Extracted data
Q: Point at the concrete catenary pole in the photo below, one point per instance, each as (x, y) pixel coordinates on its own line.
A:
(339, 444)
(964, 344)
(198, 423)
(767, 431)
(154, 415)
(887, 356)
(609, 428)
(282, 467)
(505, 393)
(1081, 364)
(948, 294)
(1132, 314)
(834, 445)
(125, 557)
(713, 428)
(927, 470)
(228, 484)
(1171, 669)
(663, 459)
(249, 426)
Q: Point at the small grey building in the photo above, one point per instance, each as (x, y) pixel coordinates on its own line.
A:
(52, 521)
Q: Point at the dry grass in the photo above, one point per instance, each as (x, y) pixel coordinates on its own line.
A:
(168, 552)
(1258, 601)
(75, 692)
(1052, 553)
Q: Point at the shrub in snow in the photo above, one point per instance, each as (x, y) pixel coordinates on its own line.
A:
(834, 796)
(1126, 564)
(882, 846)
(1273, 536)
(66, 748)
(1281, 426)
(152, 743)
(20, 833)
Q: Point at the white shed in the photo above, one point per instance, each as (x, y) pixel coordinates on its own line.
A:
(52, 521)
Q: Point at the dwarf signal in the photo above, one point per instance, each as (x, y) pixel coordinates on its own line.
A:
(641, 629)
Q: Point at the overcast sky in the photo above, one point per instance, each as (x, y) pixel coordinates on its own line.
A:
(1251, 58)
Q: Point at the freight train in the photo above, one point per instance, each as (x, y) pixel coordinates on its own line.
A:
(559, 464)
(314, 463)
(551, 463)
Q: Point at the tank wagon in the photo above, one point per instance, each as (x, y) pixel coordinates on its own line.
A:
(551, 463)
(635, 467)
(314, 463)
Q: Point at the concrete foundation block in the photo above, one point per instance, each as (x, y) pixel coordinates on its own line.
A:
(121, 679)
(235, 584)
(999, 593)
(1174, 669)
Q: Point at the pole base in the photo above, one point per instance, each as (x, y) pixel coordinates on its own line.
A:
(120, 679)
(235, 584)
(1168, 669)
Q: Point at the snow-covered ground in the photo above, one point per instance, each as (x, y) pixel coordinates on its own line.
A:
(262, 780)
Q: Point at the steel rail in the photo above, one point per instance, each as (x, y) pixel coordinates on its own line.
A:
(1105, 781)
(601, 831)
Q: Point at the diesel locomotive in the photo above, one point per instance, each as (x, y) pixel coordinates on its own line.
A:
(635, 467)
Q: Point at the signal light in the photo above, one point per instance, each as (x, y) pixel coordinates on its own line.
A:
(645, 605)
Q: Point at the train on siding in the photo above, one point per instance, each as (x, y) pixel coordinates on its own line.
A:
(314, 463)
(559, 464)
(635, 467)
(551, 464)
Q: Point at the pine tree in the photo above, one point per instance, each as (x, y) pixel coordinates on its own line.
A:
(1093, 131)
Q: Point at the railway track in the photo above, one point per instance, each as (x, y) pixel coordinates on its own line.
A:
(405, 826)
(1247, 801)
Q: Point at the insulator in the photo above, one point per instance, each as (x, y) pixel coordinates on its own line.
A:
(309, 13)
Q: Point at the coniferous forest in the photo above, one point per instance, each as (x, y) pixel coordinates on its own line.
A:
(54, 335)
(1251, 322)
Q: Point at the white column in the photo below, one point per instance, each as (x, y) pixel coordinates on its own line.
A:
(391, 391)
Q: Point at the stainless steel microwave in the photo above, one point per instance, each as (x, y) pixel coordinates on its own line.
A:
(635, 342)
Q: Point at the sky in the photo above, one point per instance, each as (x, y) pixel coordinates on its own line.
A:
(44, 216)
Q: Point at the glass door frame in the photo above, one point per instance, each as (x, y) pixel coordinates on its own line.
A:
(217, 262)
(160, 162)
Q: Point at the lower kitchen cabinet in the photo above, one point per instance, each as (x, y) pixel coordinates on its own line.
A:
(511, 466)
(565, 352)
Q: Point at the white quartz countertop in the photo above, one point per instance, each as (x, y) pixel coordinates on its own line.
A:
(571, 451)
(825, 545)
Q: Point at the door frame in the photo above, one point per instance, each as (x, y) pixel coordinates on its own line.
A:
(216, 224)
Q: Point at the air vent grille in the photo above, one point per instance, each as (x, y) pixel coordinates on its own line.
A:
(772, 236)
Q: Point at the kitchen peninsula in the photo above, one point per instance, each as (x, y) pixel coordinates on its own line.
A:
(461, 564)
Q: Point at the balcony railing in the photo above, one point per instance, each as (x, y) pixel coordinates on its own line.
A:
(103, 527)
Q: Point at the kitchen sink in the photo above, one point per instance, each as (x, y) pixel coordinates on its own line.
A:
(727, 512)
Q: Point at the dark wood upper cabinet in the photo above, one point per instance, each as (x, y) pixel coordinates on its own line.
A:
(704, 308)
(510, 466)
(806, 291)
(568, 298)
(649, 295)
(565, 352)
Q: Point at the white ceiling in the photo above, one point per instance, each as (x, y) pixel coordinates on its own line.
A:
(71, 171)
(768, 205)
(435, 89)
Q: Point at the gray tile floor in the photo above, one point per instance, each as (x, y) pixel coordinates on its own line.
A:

Exercise brief
Scale the data from the line holding "Q: Point at the dark" through the end of the data, inclusive. Reproduce every line, requests included, and multiply each x and y pixel coordinate in the answers by 1.1, rounding to whole numbers with halves rounded up.

Complete response
Q: Point at the dark wood upper cabinet in the photo above, one point per instance, each as (x, y) pixel coordinates on its own line.
A:
(774, 339)
(561, 513)
(887, 320)
(625, 328)
(714, 325)
(622, 387)
Q: Point at the white ceiling in the photo above, one point per instance, each as (x, y) pixel coordinates on its own line.
A:
(78, 188)
(845, 226)
(479, 98)
Q: Point at the gray tile floor in the photo above, one point per instance, each as (x, y) pixel coordinates on its own line.
A:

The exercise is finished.